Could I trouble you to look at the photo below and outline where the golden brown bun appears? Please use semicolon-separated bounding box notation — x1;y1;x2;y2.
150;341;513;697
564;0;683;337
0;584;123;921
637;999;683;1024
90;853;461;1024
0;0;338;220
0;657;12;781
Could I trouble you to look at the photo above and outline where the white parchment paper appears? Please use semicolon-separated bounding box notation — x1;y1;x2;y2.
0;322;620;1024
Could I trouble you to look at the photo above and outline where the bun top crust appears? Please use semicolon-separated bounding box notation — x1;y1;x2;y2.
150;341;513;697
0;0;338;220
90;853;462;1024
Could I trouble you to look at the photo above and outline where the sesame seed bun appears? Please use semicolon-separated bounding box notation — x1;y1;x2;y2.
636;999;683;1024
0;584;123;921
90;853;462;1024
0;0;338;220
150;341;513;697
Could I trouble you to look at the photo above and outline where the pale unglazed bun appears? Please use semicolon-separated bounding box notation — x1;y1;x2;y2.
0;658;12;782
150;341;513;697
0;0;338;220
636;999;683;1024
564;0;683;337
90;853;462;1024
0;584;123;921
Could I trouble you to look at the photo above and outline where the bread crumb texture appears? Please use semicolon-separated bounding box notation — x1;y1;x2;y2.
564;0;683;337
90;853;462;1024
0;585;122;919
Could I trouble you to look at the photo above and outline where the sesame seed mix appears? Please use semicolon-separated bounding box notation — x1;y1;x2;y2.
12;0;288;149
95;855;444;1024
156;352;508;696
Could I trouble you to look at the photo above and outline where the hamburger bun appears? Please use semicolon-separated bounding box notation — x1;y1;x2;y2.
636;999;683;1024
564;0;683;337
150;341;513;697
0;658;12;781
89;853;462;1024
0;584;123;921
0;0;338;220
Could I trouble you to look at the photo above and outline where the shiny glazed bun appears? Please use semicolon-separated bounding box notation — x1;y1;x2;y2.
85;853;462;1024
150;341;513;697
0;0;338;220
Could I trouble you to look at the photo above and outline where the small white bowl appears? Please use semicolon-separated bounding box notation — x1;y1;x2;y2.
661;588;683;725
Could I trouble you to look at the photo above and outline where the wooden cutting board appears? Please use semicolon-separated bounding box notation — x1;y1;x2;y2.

******************************

• WORK TO BE COMPLETED: Copy all of the material above line for line, without changing a single character.

• TASK RESPONSE:
Could I trouble you to look at the photo below and outline where the golden brown bun appears? Please use semicolon-separated bounding box notation — x1;y1;x2;y2.
150;341;513;697
564;0;683;337
0;584;123;921
637;999;683;1024
90;853;461;1024
0;0;338;220
0;657;12;781
Could I trouble you to look at the photo above and outline where the white parchment paper appears? Please use semicolon-separated bounding box notation — x1;y1;x2;y2.
0;322;620;1024
Could I trouble you to look at the photo above and outline where the bun top crust appears? Please use semicolon-separated bounding box notation — x1;y1;x2;y2.
150;341;513;697
0;0;338;220
90;853;462;1024
Could I trouble you to look at the photo above and outline where the sesame seed bun appears? Please use semicolon-separated bounding box notation — x1;y1;x2;y2.
636;999;683;1024
0;584;123;921
90;853;462;1024
0;0;338;220
150;341;513;697
Could I trouble you to look at the photo above and outline where the pale unglazed bun appears? Please use semicolon-separated bounding box notation — x1;y1;x2;y2.
0;658;12;782
150;341;513;697
0;0;338;220
636;999;683;1024
564;0;683;337
90;853;462;1024
0;584;123;921
Could I trouble you to look at the photo above and outline where the bread crumb texture appears? Please use semicolon-separated bounding box notation — x1;y1;x2;y2.
564;0;683;337
90;853;462;1024
0;585;122;919
Could I trouble you to look at the photo above and outline where the sesame seed mix appears? Please use semicolon-separated bounding box notation — x1;y1;x2;y2.
12;0;288;149
95;855;444;1024
156;352;508;696
Could I trouble you to look at the photo above and outline where the hamburger bun appears? Please use semicolon-separated bounding box notation — x1;y1;x2;y2.
636;999;683;1024
564;0;683;337
150;341;513;697
0;658;12;781
89;853;462;1024
0;584;123;921
0;0;338;220
Could I trouble you to look at the photo above and outline where the shiny glazed bun appears? Please use semicolon-separated bounding box notation — x1;y1;x2;y2.
85;853;462;1024
150;341;513;697
0;0;338;220
Could I trouble you to look at the photo above and outline where the small white bowl appears? Please use semicolon-separated bounding box notation — x1;y1;x2;y2.
661;588;683;725
Could I trouble you to look at the photo above and outline where the wooden cutting board appears? Please use semicolon-separated bounding box notation — x1;y1;x2;y2.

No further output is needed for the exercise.